• **Material shown**
************
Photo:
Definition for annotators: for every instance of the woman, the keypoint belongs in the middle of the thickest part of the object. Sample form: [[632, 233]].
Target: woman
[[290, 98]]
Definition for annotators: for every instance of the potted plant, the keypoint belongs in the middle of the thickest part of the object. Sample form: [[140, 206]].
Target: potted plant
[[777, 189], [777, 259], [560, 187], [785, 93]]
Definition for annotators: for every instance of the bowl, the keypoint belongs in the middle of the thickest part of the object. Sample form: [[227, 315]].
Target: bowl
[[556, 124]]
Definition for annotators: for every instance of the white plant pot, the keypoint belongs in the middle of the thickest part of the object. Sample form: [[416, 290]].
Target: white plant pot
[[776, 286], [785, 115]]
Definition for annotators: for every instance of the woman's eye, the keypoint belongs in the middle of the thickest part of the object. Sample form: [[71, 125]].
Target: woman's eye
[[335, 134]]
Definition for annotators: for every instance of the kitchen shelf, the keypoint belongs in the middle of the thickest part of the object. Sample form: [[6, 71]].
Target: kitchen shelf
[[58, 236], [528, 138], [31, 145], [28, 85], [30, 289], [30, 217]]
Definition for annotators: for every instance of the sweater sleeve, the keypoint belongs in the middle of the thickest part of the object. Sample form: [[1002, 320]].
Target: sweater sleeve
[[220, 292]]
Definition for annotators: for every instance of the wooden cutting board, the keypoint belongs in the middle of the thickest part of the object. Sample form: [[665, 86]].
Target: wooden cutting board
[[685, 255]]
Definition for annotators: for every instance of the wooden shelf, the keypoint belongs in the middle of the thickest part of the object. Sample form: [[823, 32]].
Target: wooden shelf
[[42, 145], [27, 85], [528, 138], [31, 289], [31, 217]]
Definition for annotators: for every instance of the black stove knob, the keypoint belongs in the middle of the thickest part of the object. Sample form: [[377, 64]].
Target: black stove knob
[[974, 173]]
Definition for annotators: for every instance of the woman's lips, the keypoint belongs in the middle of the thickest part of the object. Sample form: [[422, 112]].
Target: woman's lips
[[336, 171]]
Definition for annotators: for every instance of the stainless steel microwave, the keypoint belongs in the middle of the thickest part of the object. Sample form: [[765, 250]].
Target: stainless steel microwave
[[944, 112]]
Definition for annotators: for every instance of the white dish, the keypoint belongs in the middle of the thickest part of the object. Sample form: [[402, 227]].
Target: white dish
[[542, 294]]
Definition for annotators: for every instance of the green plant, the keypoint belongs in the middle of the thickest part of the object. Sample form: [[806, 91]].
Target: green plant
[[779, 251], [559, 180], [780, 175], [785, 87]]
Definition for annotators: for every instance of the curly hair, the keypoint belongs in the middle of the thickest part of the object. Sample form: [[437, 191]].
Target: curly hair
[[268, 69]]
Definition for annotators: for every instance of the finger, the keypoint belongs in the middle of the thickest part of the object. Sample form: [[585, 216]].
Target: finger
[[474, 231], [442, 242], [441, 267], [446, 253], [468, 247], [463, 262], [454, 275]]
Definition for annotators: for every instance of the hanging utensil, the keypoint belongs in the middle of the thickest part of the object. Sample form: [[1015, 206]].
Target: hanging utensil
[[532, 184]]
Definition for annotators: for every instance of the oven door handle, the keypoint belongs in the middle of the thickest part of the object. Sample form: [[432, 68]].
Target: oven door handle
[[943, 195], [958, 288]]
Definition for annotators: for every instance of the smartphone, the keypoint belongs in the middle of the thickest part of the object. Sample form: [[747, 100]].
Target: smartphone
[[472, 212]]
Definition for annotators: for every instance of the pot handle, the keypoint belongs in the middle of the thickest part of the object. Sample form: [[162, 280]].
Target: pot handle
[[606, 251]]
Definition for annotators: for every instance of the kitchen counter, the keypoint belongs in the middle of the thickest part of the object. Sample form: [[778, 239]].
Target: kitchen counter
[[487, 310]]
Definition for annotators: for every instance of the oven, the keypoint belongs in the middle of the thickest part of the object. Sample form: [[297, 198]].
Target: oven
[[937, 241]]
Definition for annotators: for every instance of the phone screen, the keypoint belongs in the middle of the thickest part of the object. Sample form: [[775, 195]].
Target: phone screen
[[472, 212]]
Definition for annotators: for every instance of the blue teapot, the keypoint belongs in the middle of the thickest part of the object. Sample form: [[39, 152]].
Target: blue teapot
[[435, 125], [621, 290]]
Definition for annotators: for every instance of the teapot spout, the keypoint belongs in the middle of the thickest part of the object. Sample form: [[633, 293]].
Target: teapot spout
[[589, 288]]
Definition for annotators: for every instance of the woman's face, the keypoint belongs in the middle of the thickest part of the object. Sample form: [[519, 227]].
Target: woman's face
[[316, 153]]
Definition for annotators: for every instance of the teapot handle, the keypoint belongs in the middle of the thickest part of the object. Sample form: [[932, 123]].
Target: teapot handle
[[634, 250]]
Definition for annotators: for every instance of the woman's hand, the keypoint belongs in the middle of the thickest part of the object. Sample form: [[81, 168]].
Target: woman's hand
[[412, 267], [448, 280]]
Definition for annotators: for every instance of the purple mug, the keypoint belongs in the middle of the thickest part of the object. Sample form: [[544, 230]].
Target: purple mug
************
• **Objective**
Copy out the entire listing above word for word, changing nothing.

• **Finished answer**
Photo:
Definition for annotators: for every instance of the woman, the keypoint belongs in the middle of the thickest part of the object. Sample form: [[632, 233]].
Target: woman
[[290, 98]]
Definition for annotators: for every instance of the potted plant, the keypoint belongs in the middle of the thickest part of the object. Sample form: [[140, 206]].
Target: potted plant
[[777, 189], [777, 259], [560, 187], [785, 93]]
Definition for annotators: for every instance of the bowl, the keypoint belongs in the middle of the thickest part of the object. Sample form: [[227, 315]].
Target: bowl
[[556, 124]]
Definition for annotators: for every instance of the white plant pot, the keypoint belongs in the middle of the thickest part of the object. Sample form: [[416, 290]].
Target: white plant pot
[[776, 286], [785, 115]]
Definition for annotators: for every instance of the woman's eye, the keypoint belongs in the middle of the thickest part of the object. Sample form: [[71, 125]].
Target: woman's eye
[[335, 134]]
Definition for annotators: for every instance of the kitchen shelf, the keypoint belongs in the middle of the thickest part of the object. Sample form: [[6, 71]].
Target: kitchen shelf
[[58, 236], [528, 138], [31, 145], [28, 85], [30, 289], [30, 217]]
Definition for annotators: for every instance of the sweater sleeve, the keypoint belongs in the middle of the thickest part of the object. Sample form: [[1002, 320]].
Target: sweater sleeve
[[220, 292]]
Definition for annotators: for every instance of the wooden cutting board, the keypoint belongs in the middle of the thickest part of the object. Sample form: [[665, 86]].
Target: wooden cutting board
[[685, 255]]
Definition for annotators: for every instance of the wooden shelf, the keypoint belongs in the middle of the thickest part of the object. Sample form: [[823, 32]].
Target: wooden shelf
[[42, 145], [27, 85], [528, 138], [31, 289], [31, 217]]
Definition for annotators: for every instance of the black stove knob, the keypoint belongs in the middle of the thickest part of the object. Sample form: [[377, 64]].
Target: black stove knob
[[974, 173]]
Definition for annotators: for every instance of the woman's lips, the keypoint belongs in the middle of the thickest part of the object. Sample form: [[422, 112]].
Target: woman's lips
[[336, 171]]
Definition for annotators: for every instance of the stainless steel microwave, the keypoint belongs in the middle of the thickest part of the object. Sample form: [[765, 250]].
Target: stainless steel microwave
[[944, 112]]
Definition for annotators: for every instance of the white dish, the keypoint belongs in the middle of the thickest part of the object. Sample form: [[402, 227]].
Target: white dish
[[542, 294]]
Definition for annotators: for every instance of the green plant, the keypoint belongs in the middle of the thickest part of the object. Sample form: [[806, 91]].
Target: green plant
[[779, 251], [559, 180], [780, 175], [785, 87]]
Definition for annotators: for every instance of the curly hair, the keypoint belongs in the middle of the thickest part of the object. Sample form: [[437, 191]].
Target: curly hair
[[268, 69]]
Definition for annotators: for every instance of the finger, the keypoint belongs in the middle of the thickest part of the object. Sample form: [[585, 216]].
Target: finger
[[474, 231], [442, 242], [441, 267], [446, 253], [468, 247], [463, 262], [454, 275]]
Definition for annotators: for every instance of the hanging utensil, the keypoint belongs in the middle of the thickest part of the object. Sample form: [[1015, 206]].
Target: hanging utensil
[[532, 184]]
Definition for annotators: for every instance of the oven door handle, the keypoint belongs in the middle of the thickest part of the object. Sample form: [[432, 68]].
Target: oven door handle
[[943, 195], [958, 288]]
Definition for annotators: for every instance of the smartphone, the keypoint belongs in the middle of the thickest part of the object. Sample form: [[747, 100]].
Target: smartphone
[[472, 212]]
Definition for annotators: for every instance of the pot handle, the keypoint belongs in the middle of the thickest part of the object. Sample form: [[162, 280]].
Target: pot handle
[[606, 251]]
Definition for annotators: for every instance of the kitchen counter, the keypoint belongs in the middle of the thickest part of the object. Sample form: [[778, 239]].
Target: kitchen counter
[[487, 310]]
Definition for annotators: for every instance of the oven, the keypoint belongs in the middle of the thickest part of the object. Sample form: [[297, 198]].
Target: oven
[[937, 241]]
Definition for annotators: for every instance of the phone screen, the keypoint belongs in the middle of the thickest part of the object. Sample form: [[775, 195]].
Target: phone screen
[[472, 212]]
Definition for annotators: for every instance of the blue teapot, the keypoint belongs in the middle of the thickest part of the object. Sample form: [[39, 152]].
Target: blue teapot
[[435, 125], [621, 290]]
Definition for annotators: for every instance of the teapot spout, the keypoint belongs in the middle of the thickest part of the object. Sample form: [[633, 293]].
Target: teapot spout
[[589, 288]]
Definition for annotators: for every instance of the woman's face, the keypoint belongs in the middle of the thickest part of the object. Sample form: [[519, 227]].
Target: woman's face
[[316, 153]]
Definition for annotators: for every instance of the teapot handle, the keypoint belongs in the middle of the thickest part of the object. Sample form: [[932, 123]].
Target: teapot handle
[[634, 250]]
Definition for annotators: for every instance of the woman's hand, the keypoint belongs in the middle of the thickest part of the object. Sample form: [[81, 168]].
Target: woman's hand
[[412, 267], [448, 280]]
Definition for annotators: for every instance of the purple mug, the keypoint belongs in the middle of the thickest part of the object. Sample form: [[544, 230]].
Target: purple mug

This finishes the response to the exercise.